- EXERCISE DATA -
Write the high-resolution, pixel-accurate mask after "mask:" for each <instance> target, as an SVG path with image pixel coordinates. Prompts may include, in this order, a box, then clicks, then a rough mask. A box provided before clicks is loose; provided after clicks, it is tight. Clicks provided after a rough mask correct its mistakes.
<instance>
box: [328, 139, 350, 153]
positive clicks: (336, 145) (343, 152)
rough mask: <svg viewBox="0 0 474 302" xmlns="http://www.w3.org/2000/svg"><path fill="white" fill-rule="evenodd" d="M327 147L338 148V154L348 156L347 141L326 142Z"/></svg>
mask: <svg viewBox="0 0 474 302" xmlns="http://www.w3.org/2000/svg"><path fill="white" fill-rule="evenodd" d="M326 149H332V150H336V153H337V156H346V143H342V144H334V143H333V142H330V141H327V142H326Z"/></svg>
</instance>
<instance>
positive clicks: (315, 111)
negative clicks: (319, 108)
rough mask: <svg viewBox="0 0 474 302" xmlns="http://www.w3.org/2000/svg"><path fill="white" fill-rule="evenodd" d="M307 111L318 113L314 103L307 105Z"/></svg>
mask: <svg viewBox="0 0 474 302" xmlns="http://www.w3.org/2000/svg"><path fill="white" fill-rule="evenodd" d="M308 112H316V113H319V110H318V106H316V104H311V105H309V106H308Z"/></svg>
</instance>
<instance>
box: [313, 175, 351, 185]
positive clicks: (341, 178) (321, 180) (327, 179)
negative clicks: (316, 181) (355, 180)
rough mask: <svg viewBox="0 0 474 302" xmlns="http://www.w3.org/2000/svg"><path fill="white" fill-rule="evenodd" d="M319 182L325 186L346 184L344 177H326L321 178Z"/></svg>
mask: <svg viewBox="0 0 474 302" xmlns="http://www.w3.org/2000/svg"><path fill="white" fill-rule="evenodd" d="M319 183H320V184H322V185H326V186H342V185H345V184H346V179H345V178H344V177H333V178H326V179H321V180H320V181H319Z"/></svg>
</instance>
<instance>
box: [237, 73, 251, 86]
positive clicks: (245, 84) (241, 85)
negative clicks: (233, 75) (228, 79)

- WORK INSTRUCTION -
Extract each line of the records above that contains the string "white".

- RESPONSE BELOW -
rough mask: <svg viewBox="0 0 474 302" xmlns="http://www.w3.org/2000/svg"><path fill="white" fill-rule="evenodd" d="M327 147L338 148V154L348 156L347 141L326 142Z"/></svg>
mask: <svg viewBox="0 0 474 302" xmlns="http://www.w3.org/2000/svg"><path fill="white" fill-rule="evenodd" d="M326 149H332V150H336V153H337V156H346V143H342V144H334V143H333V142H330V141H327V142H326Z"/></svg>
rough mask: <svg viewBox="0 0 474 302" xmlns="http://www.w3.org/2000/svg"><path fill="white" fill-rule="evenodd" d="M307 111L318 113L314 103L307 105Z"/></svg>
mask: <svg viewBox="0 0 474 302" xmlns="http://www.w3.org/2000/svg"><path fill="white" fill-rule="evenodd" d="M308 112H316V113H319V110H318V106H316V104H311V105H309V106H308Z"/></svg>
rough mask: <svg viewBox="0 0 474 302" xmlns="http://www.w3.org/2000/svg"><path fill="white" fill-rule="evenodd" d="M319 182L325 186L346 184L344 177H326L321 178Z"/></svg>
mask: <svg viewBox="0 0 474 302" xmlns="http://www.w3.org/2000/svg"><path fill="white" fill-rule="evenodd" d="M319 183H320V184H322V185H326V186H342V185H345V184H346V179H345V178H344V177H333V178H326V179H321V180H320V181H319Z"/></svg>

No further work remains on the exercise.